#### DATA SUPPLIED:
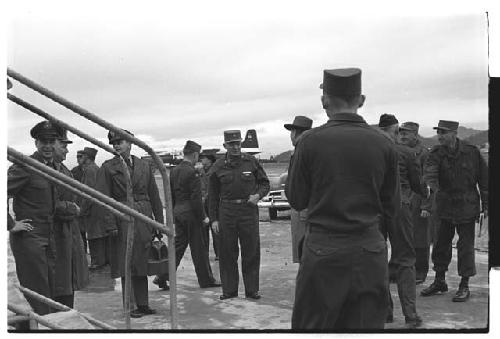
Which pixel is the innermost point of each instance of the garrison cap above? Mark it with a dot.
(387, 120)
(63, 135)
(409, 126)
(299, 122)
(113, 136)
(232, 135)
(45, 130)
(90, 152)
(447, 125)
(191, 147)
(342, 82)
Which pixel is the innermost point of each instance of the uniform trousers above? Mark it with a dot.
(239, 222)
(442, 251)
(403, 256)
(342, 281)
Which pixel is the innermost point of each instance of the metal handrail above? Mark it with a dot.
(159, 164)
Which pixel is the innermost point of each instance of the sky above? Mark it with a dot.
(191, 70)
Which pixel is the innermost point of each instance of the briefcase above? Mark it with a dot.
(158, 257)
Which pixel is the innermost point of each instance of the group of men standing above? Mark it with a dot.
(363, 185)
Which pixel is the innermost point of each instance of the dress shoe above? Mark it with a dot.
(462, 294)
(413, 322)
(161, 284)
(436, 287)
(214, 284)
(253, 295)
(228, 296)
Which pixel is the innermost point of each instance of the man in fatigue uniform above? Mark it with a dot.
(237, 182)
(400, 230)
(189, 217)
(71, 273)
(208, 158)
(297, 218)
(345, 173)
(111, 180)
(420, 207)
(455, 170)
(32, 234)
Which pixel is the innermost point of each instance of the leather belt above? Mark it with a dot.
(235, 201)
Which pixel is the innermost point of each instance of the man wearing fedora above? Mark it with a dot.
(189, 218)
(237, 182)
(298, 219)
(111, 180)
(458, 174)
(346, 174)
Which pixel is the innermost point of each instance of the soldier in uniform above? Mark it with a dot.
(208, 158)
(111, 181)
(297, 218)
(346, 174)
(189, 217)
(420, 207)
(237, 182)
(71, 268)
(458, 174)
(32, 234)
(400, 230)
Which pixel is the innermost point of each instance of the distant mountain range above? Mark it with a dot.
(473, 136)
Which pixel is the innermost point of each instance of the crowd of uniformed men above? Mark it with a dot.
(351, 187)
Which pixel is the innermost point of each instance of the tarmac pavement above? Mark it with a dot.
(201, 309)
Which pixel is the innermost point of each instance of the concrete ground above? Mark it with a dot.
(202, 309)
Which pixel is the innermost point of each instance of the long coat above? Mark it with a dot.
(71, 273)
(111, 181)
(87, 220)
(33, 198)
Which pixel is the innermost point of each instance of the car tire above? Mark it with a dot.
(273, 213)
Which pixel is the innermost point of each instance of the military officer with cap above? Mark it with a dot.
(420, 206)
(237, 182)
(111, 180)
(345, 173)
(400, 230)
(458, 174)
(31, 233)
(298, 219)
(71, 268)
(190, 217)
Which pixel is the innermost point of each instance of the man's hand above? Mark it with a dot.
(425, 214)
(215, 227)
(254, 199)
(22, 225)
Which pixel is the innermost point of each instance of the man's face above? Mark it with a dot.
(446, 138)
(122, 147)
(46, 147)
(408, 138)
(233, 148)
(206, 162)
(60, 151)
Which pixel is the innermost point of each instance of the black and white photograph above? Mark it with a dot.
(234, 166)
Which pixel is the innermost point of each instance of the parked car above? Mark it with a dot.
(276, 200)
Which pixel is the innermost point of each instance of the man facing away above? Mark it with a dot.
(345, 173)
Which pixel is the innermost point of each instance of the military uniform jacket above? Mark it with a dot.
(71, 271)
(230, 180)
(87, 223)
(111, 181)
(186, 190)
(33, 196)
(455, 176)
(346, 174)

#### EXERCISE BRIEF:
Print, word for word, the lines of the records from the one containing "away above? Mark it with a dot." through the last line of the records.

#### RESULT OF THE EXERCISE:
Which pixel is the innermost point of each instance of the man facing away above? Mark it with a dot.
(345, 173)
Which pixel is the innermost point of each instance of the military uniform jacket above? Mark it with a dot.
(71, 271)
(230, 180)
(87, 223)
(111, 181)
(186, 190)
(33, 196)
(455, 176)
(346, 174)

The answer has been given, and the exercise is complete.